[Stored items]
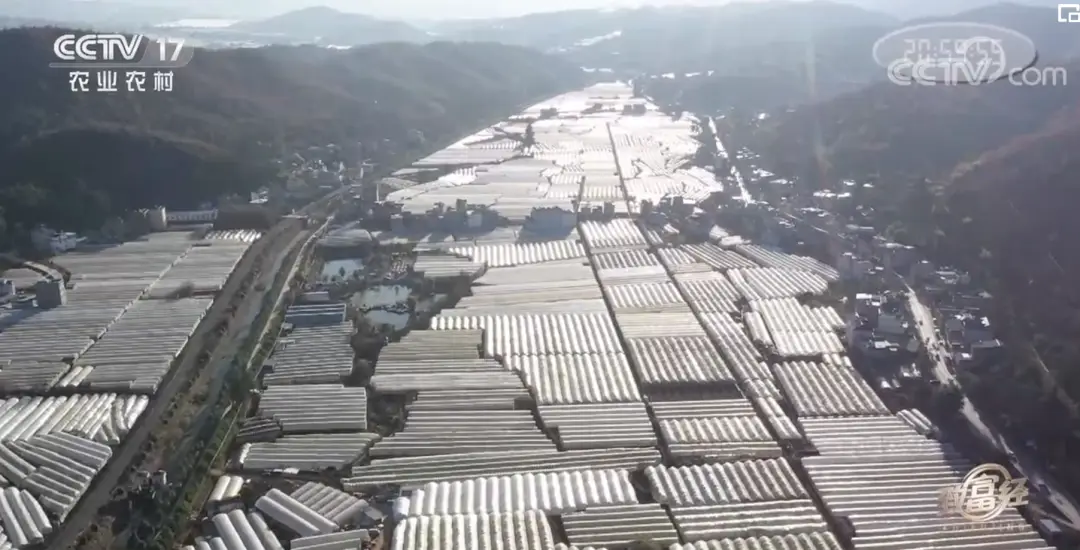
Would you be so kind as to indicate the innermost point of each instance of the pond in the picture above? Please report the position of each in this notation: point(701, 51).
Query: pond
point(334, 267)
point(381, 296)
point(378, 317)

■ Work to be completed: Repeat the material above in full and exactly, omitting the pictures.

■ Output of the exercise:
Would you be so kind as to indicate the innermost point of each instance of the pond in the picture above? Please report the position of each in this notation: point(701, 51).
Query: pond
point(334, 267)
point(381, 296)
point(378, 317)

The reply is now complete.